• Task requirements
Write each line below back out exactly, omitting its pictures.

(Point localization data)
*** Begin section ***

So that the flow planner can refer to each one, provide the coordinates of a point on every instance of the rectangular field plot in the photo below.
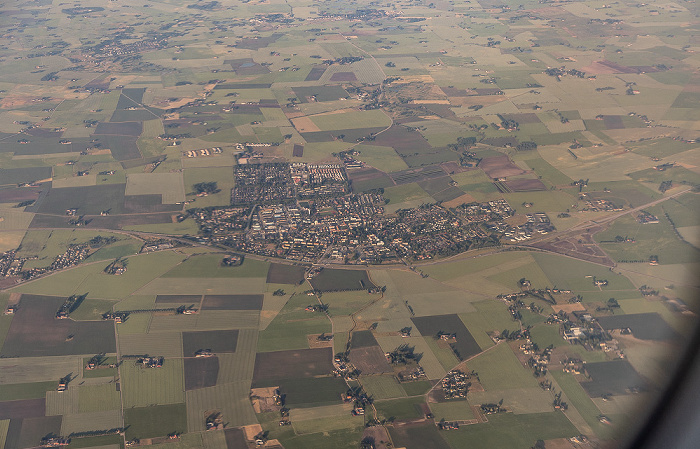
(285, 274)
(328, 423)
(142, 387)
(34, 428)
(452, 410)
(493, 363)
(383, 387)
(426, 436)
(85, 422)
(155, 421)
(169, 185)
(157, 344)
(312, 392)
(25, 408)
(428, 361)
(33, 390)
(215, 341)
(330, 280)
(98, 398)
(178, 299)
(616, 377)
(576, 275)
(464, 344)
(201, 372)
(509, 430)
(645, 326)
(212, 286)
(288, 330)
(370, 360)
(87, 200)
(239, 365)
(38, 369)
(231, 399)
(519, 400)
(210, 266)
(270, 366)
(35, 331)
(232, 302)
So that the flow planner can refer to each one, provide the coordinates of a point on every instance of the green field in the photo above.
(143, 387)
(289, 329)
(493, 365)
(578, 398)
(351, 120)
(34, 390)
(209, 266)
(407, 408)
(514, 431)
(154, 421)
(658, 239)
(452, 410)
(383, 387)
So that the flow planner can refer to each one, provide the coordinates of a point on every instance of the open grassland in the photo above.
(38, 369)
(329, 423)
(578, 398)
(494, 363)
(658, 239)
(91, 278)
(155, 421)
(291, 326)
(231, 399)
(430, 364)
(382, 387)
(381, 158)
(350, 120)
(32, 390)
(446, 356)
(342, 439)
(346, 303)
(239, 366)
(98, 398)
(94, 421)
(142, 387)
(406, 408)
(210, 266)
(167, 344)
(508, 430)
(490, 316)
(452, 410)
(576, 275)
(223, 176)
(517, 400)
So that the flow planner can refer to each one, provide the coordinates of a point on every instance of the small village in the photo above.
(349, 228)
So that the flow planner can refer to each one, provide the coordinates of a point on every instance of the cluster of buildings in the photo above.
(10, 264)
(350, 228)
(151, 362)
(202, 152)
(456, 384)
(285, 182)
(263, 183)
(645, 217)
(318, 180)
(537, 223)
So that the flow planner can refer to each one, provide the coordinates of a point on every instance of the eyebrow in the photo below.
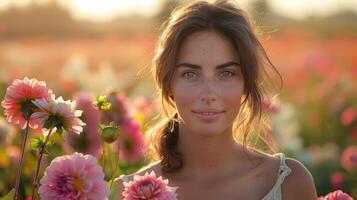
(190, 65)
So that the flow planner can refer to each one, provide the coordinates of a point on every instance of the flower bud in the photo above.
(108, 133)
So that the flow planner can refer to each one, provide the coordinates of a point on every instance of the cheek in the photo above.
(232, 97)
(183, 96)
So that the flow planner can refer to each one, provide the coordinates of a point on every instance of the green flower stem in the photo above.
(19, 170)
(115, 166)
(42, 151)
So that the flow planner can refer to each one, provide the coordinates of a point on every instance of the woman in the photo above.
(209, 67)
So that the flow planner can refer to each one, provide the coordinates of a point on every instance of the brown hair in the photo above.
(228, 19)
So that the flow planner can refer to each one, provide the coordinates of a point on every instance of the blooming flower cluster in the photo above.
(75, 176)
(149, 187)
(18, 101)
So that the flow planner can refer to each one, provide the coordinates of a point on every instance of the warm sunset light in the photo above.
(101, 10)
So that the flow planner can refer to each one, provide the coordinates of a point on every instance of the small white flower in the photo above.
(61, 113)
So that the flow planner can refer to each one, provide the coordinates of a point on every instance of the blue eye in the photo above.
(189, 75)
(227, 74)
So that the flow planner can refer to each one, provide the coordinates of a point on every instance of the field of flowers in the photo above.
(314, 119)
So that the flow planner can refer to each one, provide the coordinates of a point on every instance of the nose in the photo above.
(208, 94)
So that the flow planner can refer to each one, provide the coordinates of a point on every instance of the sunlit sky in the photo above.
(101, 10)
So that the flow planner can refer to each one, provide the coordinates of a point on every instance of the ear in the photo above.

*** End section ***

• Completed task
So that the flow planner can refer to each one, provide the coordinates of a point on every instance of the rectangular field plot in the photo below.
(285, 274)
(328, 423)
(142, 387)
(34, 428)
(452, 410)
(493, 363)
(383, 387)
(426, 436)
(85, 422)
(155, 421)
(169, 185)
(157, 344)
(312, 392)
(25, 408)
(428, 361)
(33, 390)
(215, 341)
(330, 280)
(98, 398)
(178, 299)
(616, 377)
(576, 275)
(464, 344)
(201, 372)
(509, 430)
(645, 326)
(212, 286)
(288, 330)
(370, 360)
(87, 200)
(239, 365)
(38, 369)
(231, 399)
(519, 400)
(210, 266)
(270, 366)
(35, 331)
(232, 302)
So that the flow planner can refer to each one, provide the coordinates of a point on every instance of the green field in the photo above.
(143, 387)
(289, 329)
(493, 365)
(578, 398)
(351, 120)
(34, 390)
(209, 266)
(407, 408)
(514, 431)
(154, 421)
(658, 239)
(452, 410)
(383, 387)
So that the flow planner can refer to each one, provide the coordinates of a point on every instance of the open grassland in the photo above.
(38, 369)
(329, 423)
(578, 398)
(494, 363)
(658, 239)
(91, 278)
(155, 421)
(291, 326)
(231, 399)
(430, 364)
(382, 387)
(381, 158)
(350, 120)
(32, 390)
(446, 356)
(342, 439)
(346, 303)
(239, 366)
(98, 398)
(94, 421)
(142, 387)
(406, 408)
(210, 266)
(167, 344)
(508, 430)
(490, 316)
(452, 410)
(576, 275)
(223, 176)
(517, 400)
So that the flow planner can refer to each one, provide the coordinates of a point on every instance of the small village in the photo above.
(349, 228)
So that the flow planner can refer to each one, provide the coordinates of a point on every instance of the cluster of buildings in the photo above.
(10, 264)
(350, 228)
(151, 362)
(202, 152)
(456, 384)
(285, 182)
(263, 183)
(645, 217)
(318, 180)
(537, 223)
So that the flow planner can refer to each one, provide the coordinates of a point on every instance of the eyebrow in the photo below.
(190, 65)
So that the flow planner can refer to each one, provide the coordinates of a point on every instance of the flower bud in the photo above.
(108, 133)
So that the flow planner can refer to each one, provide the coordinates of a point on every instance of the cheek in the photo above.
(232, 97)
(183, 96)
So that the flow planner can refer to each one, provide the coordinates of a point on every instance of the green flower stem in the photo above.
(19, 170)
(115, 166)
(42, 151)
So that the flow planner can refer to each one, provide the coordinates of a point on every instance of the woman in the photo above.
(209, 67)
So that the flow planner can refer to each one, provide the coordinates of a point on every instance of the brown hair in the photo above.
(228, 19)
So that the flow planner can refer to each one, provide the coordinates of a point on every instance of the blooming flower cluster in the photo above.
(75, 176)
(149, 187)
(18, 101)
So that the flow planner can refer to each one, provide the coordinates of a point on every instance of the warm sunset light in the photo above.
(101, 10)
So that the flow planner can refer to each one, provide the coordinates of a point on every instance of the small white flower in the photo above.
(61, 113)
So that the flow planner can refer to each one, provide the coordinates of a point on every instance of the blue eye in the photo above.
(189, 75)
(227, 74)
So that the flow planner can refer to each one, provide the coordinates of a point on every instance of the field of flowers in the photo above.
(314, 119)
So that the flow planner can refer to each one, provide the coordinates of a point on every instance of the nose in the photo above.
(208, 94)
So that the flow planner can refer to each one, provide the coordinates of a point on every instance of the sunlit sky in the photo above.
(101, 10)
So that the flow planner can refer to each one, provide the coordinates of a point on every instance of the ear in the photo above.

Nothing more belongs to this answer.